* _TASK OBJECTIVE_
What follows is a set of records; copy all of it exactly.
━━━━━ SUPPLIED DATA ━━━━━
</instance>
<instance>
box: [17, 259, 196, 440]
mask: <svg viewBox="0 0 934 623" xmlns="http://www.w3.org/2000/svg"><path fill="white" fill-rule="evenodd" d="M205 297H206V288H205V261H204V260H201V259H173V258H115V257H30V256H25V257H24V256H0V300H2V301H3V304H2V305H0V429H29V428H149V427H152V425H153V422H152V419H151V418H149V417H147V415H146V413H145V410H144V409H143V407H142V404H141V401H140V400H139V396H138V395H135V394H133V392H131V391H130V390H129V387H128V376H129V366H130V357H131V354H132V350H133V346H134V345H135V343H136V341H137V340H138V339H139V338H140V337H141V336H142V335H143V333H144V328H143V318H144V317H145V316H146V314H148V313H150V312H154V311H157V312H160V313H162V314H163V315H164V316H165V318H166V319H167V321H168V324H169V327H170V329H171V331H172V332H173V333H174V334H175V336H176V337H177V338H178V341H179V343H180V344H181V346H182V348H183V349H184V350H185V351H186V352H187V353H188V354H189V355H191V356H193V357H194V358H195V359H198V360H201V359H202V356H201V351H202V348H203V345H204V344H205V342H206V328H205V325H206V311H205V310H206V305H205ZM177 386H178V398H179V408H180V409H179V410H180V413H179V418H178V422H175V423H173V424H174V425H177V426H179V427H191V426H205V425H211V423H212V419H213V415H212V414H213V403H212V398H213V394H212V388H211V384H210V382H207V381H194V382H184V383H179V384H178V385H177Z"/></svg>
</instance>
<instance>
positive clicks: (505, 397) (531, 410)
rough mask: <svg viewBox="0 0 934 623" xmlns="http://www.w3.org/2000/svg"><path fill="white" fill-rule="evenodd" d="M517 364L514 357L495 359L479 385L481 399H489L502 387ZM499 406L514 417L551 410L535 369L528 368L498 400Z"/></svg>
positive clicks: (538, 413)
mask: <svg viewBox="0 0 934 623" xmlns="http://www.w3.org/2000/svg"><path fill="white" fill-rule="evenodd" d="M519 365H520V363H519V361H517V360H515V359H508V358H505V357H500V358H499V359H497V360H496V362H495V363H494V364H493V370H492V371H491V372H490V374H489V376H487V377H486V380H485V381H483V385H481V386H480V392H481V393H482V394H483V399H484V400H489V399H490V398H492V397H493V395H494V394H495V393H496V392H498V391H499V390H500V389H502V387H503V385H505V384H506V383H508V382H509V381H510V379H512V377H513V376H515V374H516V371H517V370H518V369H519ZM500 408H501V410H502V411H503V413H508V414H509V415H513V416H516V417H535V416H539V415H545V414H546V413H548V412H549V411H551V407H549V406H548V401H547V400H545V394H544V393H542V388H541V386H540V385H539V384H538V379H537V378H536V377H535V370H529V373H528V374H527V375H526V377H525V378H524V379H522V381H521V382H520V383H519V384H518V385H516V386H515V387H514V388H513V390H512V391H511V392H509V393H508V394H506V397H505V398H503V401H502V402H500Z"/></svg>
━━━━━
* _ANSWER TO THIS EXERCISE_
</instance>
<instance>
box: [17, 259, 196, 440]
mask: <svg viewBox="0 0 934 623" xmlns="http://www.w3.org/2000/svg"><path fill="white" fill-rule="evenodd" d="M205 297H206V288H205V261H204V260H201V259H173V258H115V257H30V256H25V257H24V256H0V300H2V301H3V304H2V305H0V429H29V428H149V427H152V425H153V422H152V419H151V418H149V417H147V415H146V413H145V410H144V409H143V407H142V404H141V401H140V400H139V396H138V395H135V394H133V392H131V391H130V390H129V387H128V376H129V366H130V357H131V354H132V350H133V346H134V345H135V343H136V341H137V340H138V339H139V338H140V337H141V336H142V335H143V333H144V328H143V318H144V317H145V316H146V314H148V313H150V312H154V311H157V312H160V313H162V314H163V315H164V316H165V318H166V319H167V321H168V324H169V327H170V329H171V331H172V332H173V333H174V334H175V336H176V337H177V338H178V341H179V343H180V344H181V346H182V348H183V349H184V350H185V351H186V352H187V353H188V354H189V355H191V356H193V357H194V358H195V359H198V360H201V359H202V356H201V351H202V348H203V345H204V344H205V342H206V328H205V325H206V311H205V310H206V305H205ZM177 386H178V398H179V408H180V409H179V410H180V413H179V418H178V422H175V423H173V424H174V425H177V426H179V427H191V426H205V425H211V423H212V419H213V415H212V414H213V403H212V398H213V394H212V388H211V384H210V382H207V381H194V382H184V383H179V384H178V385H177Z"/></svg>
</instance>
<instance>
positive clicks: (505, 397) (531, 410)
rough mask: <svg viewBox="0 0 934 623" xmlns="http://www.w3.org/2000/svg"><path fill="white" fill-rule="evenodd" d="M517 364L514 357L495 359L479 385L481 399H489L502 387ZM499 406L514 417L551 410L535 369L528 368L498 400Z"/></svg>
positive clicks: (538, 413)
mask: <svg viewBox="0 0 934 623" xmlns="http://www.w3.org/2000/svg"><path fill="white" fill-rule="evenodd" d="M519 365H520V363H519V361H517V360H515V359H508V358H505V357H500V358H499V359H497V360H496V362H495V363H494V364H493V370H492V371H491V372H490V374H489V376H487V377H486V380H485V381H483V385H481V386H480V392H481V393H482V394H483V399H484V400H489V399H490V398H492V397H493V395H494V394H495V393H496V392H498V391H499V390H500V389H502V387H503V385H505V384H506V383H508V382H509V381H510V379H512V377H513V376H515V374H516V371H517V370H518V369H519ZM500 408H501V410H502V411H503V413H508V414H509V415H513V416H516V417H535V416H539V415H545V414H546V413H548V412H549V411H551V407H549V406H548V401H547V400H545V394H544V393H542V388H541V386H540V385H539V384H538V379H537V378H536V377H535V370H529V373H528V374H527V375H526V377H525V378H524V379H522V381H521V382H520V383H519V384H518V385H516V386H515V387H514V388H513V390H512V391H511V392H509V393H508V394H506V397H505V398H503V401H502V402H500Z"/></svg>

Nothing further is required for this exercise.